> **Enunciado**: Escreva a continuação do texto sobre a pesquisa com a Proxalutamida, começando logo depois da última frase.

> **Texto fornecido**:
O estudo foi conduzido por um endocrinologista, Flávio Adsuara Cadegiani. Ele apresentou o estudo “The Proxa-Rescue AndroCoV Trial”, com a Proxalutamida, em janeiro de 2021. Em abril, ele pediu que o estudo fosse aumentado, dobrando o número de participantes de 294 para 588. O pedido de aumento foi negado pelo Conep mas, apesar disso, um documento onde os médicos apresentam os resultados da pesquisa indicam “mais de 600” participantes.
Segundo o Conep, a falta de transparência nos dados da pesquisa tornam difícil até mesmo associar o alto número de óbitos ao uso do remédio. Em 26 de agosto, o Conselho Nacional de Saúde (CNS) advertiu que não havia autorização nenhuma aos testes. “A gravidade da pandemia de covid-19 não justifica transgredir os princípios éticos da pesquisa, sendo mandatório respeitar os participantes de pesquisa em sua dignidade e vulnerabilidade. Não há qualquer argumento plausível e justificável para que o ser humano seja tomado por cobaia em nome de necessidade sanitária ou da Ciência”, escreveu o CNS na ocasião.
PublicidadeIsso não impediu que o senador Luis Carlos Heinze (PP-RS), que compõe a base governista de Jair Bolsonaro na CPI da Covid, exaltasse o medicamento e o autor da pesquisa, que atuou junto a médicos norte-americanos. “Este médico tem sofrido perseguições de cunho político e ideológico. Várias agências regulatórias e comitês têm questionado seus trabalhos, enquanto, em outros países, esse medicamento obtém registros e patentes para uso ao combate ao covid-19”, disse o senador sobre Flávio Cadegiani, em reunião no dia 1 º de setembro, quando se ouviu o motoboy Ivanildo Gonçalves da Silva.

> **Registros**:
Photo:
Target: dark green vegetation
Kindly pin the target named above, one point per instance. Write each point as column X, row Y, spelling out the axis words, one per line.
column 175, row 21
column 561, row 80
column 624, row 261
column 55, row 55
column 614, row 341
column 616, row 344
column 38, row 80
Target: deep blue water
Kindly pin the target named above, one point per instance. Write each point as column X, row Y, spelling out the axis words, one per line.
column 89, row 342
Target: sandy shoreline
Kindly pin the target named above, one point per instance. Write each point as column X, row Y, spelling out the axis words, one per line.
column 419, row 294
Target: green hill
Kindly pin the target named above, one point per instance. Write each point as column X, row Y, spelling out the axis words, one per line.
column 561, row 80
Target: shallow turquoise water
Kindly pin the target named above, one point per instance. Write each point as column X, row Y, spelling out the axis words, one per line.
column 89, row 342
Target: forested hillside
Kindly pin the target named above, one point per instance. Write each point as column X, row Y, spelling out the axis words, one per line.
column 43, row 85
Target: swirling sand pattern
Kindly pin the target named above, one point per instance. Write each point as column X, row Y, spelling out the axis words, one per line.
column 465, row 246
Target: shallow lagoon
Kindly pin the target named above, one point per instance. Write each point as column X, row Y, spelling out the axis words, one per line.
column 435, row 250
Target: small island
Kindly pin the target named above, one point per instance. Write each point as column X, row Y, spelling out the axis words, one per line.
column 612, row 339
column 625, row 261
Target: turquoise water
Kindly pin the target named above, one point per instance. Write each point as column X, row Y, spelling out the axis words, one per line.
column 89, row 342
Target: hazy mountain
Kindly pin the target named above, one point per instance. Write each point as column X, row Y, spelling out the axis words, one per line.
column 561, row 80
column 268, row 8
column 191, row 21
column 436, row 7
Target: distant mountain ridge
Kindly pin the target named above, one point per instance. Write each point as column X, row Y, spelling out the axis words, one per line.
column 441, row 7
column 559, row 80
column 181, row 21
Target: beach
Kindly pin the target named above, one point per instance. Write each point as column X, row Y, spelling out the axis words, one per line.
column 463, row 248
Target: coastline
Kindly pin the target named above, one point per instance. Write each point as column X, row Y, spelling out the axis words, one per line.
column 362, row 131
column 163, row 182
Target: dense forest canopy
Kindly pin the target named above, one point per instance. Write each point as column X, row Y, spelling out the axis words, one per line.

> **Resposta**:
O Congresso em Foco buscou o dr. Flávio Cadegiani e sua defesa. Sua assessoria de imprensa indicou que havia sim a autorização do Conep para a pesquisa, e que o projeto ficou plenamente autorizado para execução, “nos termos do inciso 10 do item X da Resolução CNS 466/2012: ‘consideram-se autorizados para execução os projetos aprovados pelos CEP, ou pela Conep, nas hipóteses em que atua originariamente como CEP ou no exercício de suas competências.”
“A pesquisa foi aprovada para ser realizada com pacientes acometidos de covid–19, hospitalizados, em centros de pesquisas, ou seja, em hospitais, no Brasil, mas não especificados, não havendo no Parecer nenhuma condicionante, nem qualquer exigência de registro, nem de nova autorização para a realização da pesquisa em qualquer hospital”, escreveu sua assessoria.
Apesar de ressaltar que Flávio não teria vínculo nenhum com partidos políticos e seria movido “pela ciência”, a assessoria do médico ainda buscou insinuar que Jorge Venâncio, coordenador do Conep, teria interesses escusos com a não aprovação do uso do medicamento.